***** DOCUMENT SECTION *****

1814: His family are loyal to the crown and he becomes a second lieutenant in the Maison du Roi (King’s Guard) when the Bourbon family returns to power.

1820: He publishes his first poem, “Le Bal”.

1822: He is promoted to first lieutenant but never sees action on the battlefield and continues writing. His first collection of verse “Poèmes” is published as well as submissions to Victor Hugo’s literary magazine “La Muse Française”. 

1823: He is promoted to Captain.

1824: He writes the narrative poem “Éloa” about the redemption of Satan.

1825: His relationship with the writer Delphine Gay comes to an end and in February he marries Lydia Bunbury, the daughter of a wealthy Englishman in Pau. Taking leave from the army he settles in Paris with his new bride.

1826: “Poèmes” is expanded under the title of “Poèmes Antiques et Modernes” and is a great success. Three months later he publishes the first major historical novel in French, “Cinq-Mars” about the conspiracy surrounding King Louis the Thirteenth’s favourite the Marquis de Cinq-Mars against Cardinal de Richelieu. It is popular due to the fact that the historical novels of Walter Scott are very much in vogue at the time.

1827: He finally leaves the Army after a long leave of absence. The visit of an English theatre group in Paris revives French interest in the plays of William Shakespeare.

1828: He translates “Roméo et Juliette” and writes “Shylock” based on Shakespeare’s original.

*****

TASK DESCRIPTION | Carry the timeline of the poet's life forward from 1828, adding the next few years in the same style. The rows that follow come from a different source.

***** LISTED RECORDS *****

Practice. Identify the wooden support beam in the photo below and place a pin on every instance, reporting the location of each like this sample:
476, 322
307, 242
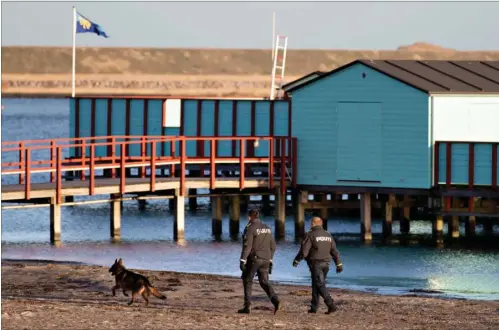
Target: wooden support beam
280, 214
55, 221
179, 217
216, 209
453, 223
365, 214
405, 222
115, 217
300, 198
438, 228
193, 202
235, 215
387, 223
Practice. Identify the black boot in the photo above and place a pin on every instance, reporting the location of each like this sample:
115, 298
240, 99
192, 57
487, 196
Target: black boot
277, 304
245, 310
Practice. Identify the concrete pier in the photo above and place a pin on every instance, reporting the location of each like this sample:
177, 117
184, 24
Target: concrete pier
280, 215
300, 198
235, 215
365, 217
438, 228
55, 221
115, 220
216, 210
179, 217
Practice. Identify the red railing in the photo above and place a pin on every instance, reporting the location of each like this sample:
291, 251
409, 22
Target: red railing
56, 164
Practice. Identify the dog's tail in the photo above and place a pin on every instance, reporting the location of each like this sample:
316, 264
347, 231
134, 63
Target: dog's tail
155, 291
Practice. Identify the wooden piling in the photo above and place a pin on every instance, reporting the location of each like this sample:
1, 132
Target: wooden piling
365, 214
266, 204
193, 201
235, 214
115, 220
55, 221
179, 217
387, 223
216, 210
438, 228
324, 211
405, 222
280, 214
453, 222
142, 204
300, 198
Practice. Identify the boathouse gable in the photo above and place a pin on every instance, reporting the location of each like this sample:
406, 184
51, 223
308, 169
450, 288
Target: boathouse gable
359, 127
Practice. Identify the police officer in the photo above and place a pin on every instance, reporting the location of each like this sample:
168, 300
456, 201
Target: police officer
318, 248
256, 258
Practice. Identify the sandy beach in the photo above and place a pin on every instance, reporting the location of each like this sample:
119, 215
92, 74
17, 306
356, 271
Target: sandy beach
50, 295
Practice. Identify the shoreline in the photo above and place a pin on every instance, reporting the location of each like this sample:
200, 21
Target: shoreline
407, 292
53, 295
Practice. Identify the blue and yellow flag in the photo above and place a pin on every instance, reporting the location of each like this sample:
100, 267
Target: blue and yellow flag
83, 25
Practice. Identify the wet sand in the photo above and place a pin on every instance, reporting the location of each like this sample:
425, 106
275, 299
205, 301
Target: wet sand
50, 295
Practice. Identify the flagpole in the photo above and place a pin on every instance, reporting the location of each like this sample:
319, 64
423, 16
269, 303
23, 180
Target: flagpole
74, 53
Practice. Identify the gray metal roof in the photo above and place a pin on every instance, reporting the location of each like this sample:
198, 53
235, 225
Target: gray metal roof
302, 80
436, 76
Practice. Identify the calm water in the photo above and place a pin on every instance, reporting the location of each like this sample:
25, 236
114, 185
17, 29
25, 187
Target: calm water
147, 236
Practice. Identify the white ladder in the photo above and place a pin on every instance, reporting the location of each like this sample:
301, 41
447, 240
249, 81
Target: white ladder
275, 88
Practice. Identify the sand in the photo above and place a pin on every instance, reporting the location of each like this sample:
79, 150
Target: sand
48, 295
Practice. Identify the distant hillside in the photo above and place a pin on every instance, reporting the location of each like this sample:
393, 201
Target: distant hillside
153, 61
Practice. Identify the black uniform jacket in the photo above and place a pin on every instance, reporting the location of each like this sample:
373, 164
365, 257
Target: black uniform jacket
257, 241
318, 245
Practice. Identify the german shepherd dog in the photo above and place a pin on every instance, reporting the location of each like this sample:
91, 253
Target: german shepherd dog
128, 280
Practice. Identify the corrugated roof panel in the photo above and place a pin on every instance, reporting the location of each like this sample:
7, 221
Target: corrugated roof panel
463, 75
418, 69
404, 76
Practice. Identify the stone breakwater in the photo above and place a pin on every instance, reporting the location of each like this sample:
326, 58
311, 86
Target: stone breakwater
48, 85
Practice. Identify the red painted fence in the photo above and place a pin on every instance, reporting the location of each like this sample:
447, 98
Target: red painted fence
55, 164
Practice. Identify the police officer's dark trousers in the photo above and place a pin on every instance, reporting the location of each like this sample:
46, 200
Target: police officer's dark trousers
319, 272
261, 267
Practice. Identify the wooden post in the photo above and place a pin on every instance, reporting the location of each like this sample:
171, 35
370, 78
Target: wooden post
470, 224
438, 229
235, 214
142, 204
115, 221
299, 199
55, 221
179, 217
453, 223
324, 215
405, 224
387, 223
216, 210
266, 204
365, 214
280, 214
193, 201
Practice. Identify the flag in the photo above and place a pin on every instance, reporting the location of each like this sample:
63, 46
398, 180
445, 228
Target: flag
83, 25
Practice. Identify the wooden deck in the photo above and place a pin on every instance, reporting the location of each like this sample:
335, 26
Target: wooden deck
133, 185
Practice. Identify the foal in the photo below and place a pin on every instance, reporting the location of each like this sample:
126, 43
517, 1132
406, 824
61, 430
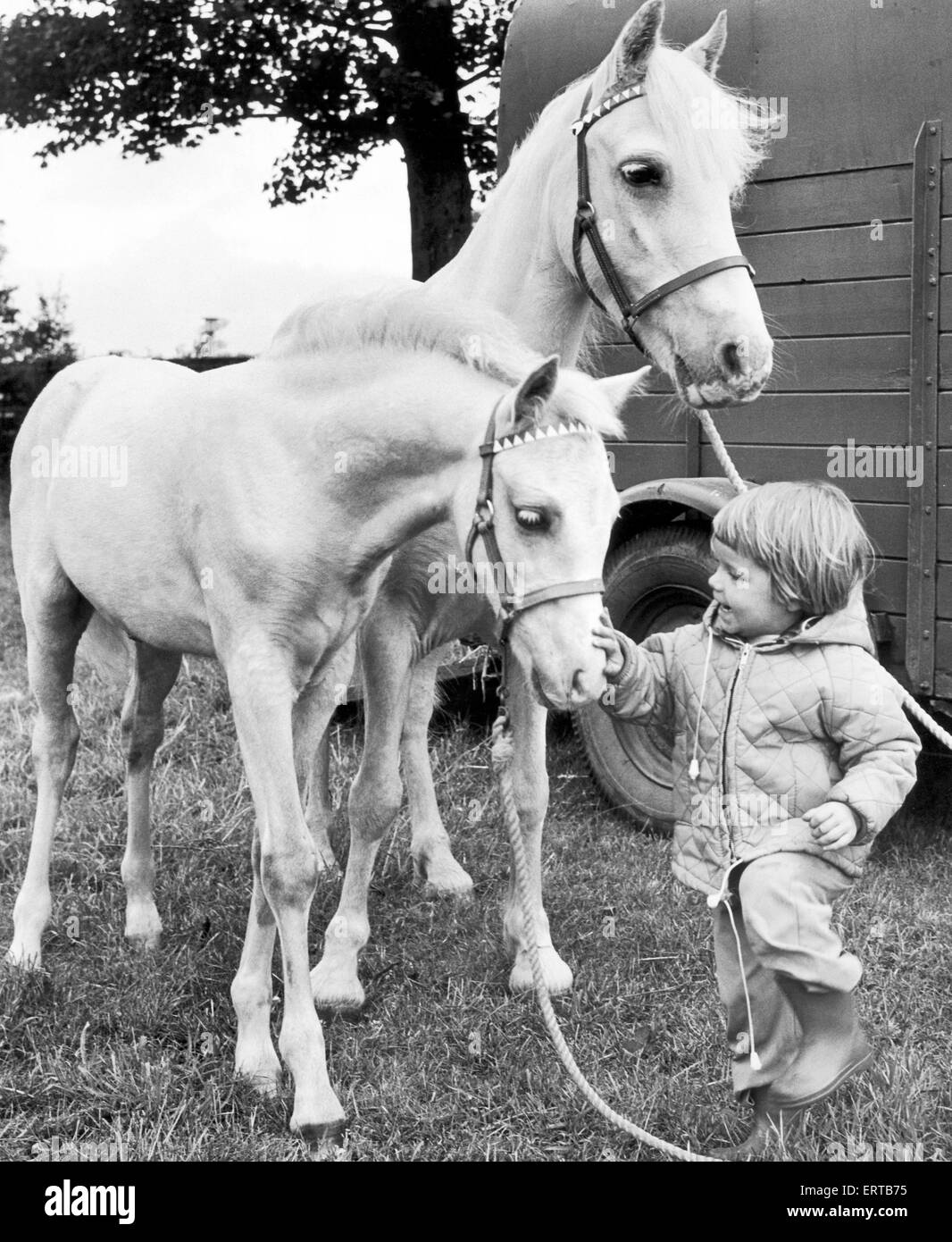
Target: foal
262, 505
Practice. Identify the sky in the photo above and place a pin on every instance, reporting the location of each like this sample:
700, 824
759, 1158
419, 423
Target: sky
144, 251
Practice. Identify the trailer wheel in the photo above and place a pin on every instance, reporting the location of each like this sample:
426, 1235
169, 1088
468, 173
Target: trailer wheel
656, 582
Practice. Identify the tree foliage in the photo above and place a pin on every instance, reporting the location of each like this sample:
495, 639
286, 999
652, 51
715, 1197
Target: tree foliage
45, 335
352, 75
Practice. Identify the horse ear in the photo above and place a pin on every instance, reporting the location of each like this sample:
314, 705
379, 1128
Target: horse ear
618, 388
706, 50
637, 41
525, 401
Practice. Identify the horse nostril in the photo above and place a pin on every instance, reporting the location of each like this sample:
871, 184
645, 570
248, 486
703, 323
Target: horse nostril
736, 358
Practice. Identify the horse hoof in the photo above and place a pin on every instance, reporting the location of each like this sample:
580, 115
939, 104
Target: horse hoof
324, 1133
262, 1075
339, 996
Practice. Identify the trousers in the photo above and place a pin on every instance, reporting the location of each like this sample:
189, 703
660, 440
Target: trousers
781, 910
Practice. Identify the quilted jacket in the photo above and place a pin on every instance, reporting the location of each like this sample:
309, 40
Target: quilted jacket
766, 731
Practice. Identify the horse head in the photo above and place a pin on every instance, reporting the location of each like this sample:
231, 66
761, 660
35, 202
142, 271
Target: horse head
667, 150
544, 515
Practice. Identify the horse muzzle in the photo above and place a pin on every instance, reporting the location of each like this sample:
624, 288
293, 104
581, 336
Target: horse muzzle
735, 376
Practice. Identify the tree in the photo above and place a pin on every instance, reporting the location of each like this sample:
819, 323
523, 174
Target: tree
353, 75
46, 335
30, 356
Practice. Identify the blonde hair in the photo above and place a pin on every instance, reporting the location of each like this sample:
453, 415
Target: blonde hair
807, 535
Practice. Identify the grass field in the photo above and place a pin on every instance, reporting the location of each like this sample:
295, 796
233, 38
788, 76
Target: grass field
105, 1046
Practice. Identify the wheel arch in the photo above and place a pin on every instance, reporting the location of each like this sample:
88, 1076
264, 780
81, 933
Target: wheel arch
665, 500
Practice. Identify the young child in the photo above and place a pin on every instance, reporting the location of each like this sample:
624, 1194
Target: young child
791, 753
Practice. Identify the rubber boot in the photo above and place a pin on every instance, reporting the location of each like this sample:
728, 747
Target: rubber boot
763, 1131
833, 1048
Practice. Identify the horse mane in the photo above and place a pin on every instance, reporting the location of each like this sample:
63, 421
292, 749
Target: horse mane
720, 130
408, 315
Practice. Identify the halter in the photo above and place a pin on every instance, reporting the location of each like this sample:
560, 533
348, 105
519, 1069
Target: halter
483, 527
586, 226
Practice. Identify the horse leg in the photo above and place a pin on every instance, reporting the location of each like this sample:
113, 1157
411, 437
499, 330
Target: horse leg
251, 990
530, 785
312, 748
374, 802
154, 675
287, 875
54, 617
430, 844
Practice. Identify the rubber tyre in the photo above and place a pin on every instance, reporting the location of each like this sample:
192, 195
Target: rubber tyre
655, 583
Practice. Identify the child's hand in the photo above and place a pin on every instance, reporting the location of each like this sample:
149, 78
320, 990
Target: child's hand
833, 824
604, 636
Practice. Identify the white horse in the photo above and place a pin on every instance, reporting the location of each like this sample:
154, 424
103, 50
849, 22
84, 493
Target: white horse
261, 506
665, 183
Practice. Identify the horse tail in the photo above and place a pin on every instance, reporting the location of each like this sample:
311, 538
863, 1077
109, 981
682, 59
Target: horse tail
108, 650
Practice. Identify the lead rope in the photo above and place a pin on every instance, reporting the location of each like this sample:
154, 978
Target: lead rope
502, 761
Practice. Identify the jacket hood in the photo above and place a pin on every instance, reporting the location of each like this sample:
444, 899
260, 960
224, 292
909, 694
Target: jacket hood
849, 626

*****

REPLY |
1829: His “Le More de Venise” based on Shakespeare’s “Othello” is first performed alongside “Shylock”. The poet Alphonse de Lamartine recognises him as a true Romantic and Victor Hugo and Charles Sainte-Beuve become his friend.

1830: After the July revolution of 1830 his mood about the workings politics becomes melancholy. He remains faithful to the monarchy even though he realises that Charles the Tenth is no better than the ousted Louis-Phillippe. He writes “La Marechale d’Ancre”.

1831: He writes the poem “Paris” in a new style he terms élévations. “La Maréchale d’Ancre”, his first original play tells of the events immediately prior to the reign of King Louis the Thirteenth. He begins a liaison with the actress Marie Dorval. (His wife was an invalid who could not speak much French and they had no children. His father-in-law’s remarriage also deprives the couple of the hoped-for inheritance).

1832: He writes “Stello” which is a series of dialogues between Doctor Noir, representing Vigny’s intellect and Stello representing the poet’s desire for an active role in the public arena. 

1833: His comedy “Quitte Pour la Peur” (Leave for Fear) is first performed.

1835: He takes the part of “Stello” dealing with the suicide of Thomas Chatterton and expands it into a drama in three acts called “Chatterton”. He makes great play of the nobility and suffering of a misunderstood genius in a modern materialistic society and it is seen as one of the best Romantic dramas. Marie Dorval plays Kitty Bell in the first performance. He also writes the novel “Servitude et Grandeur Militaires” (The Military Necessity) which deals with the suffering of soldiers.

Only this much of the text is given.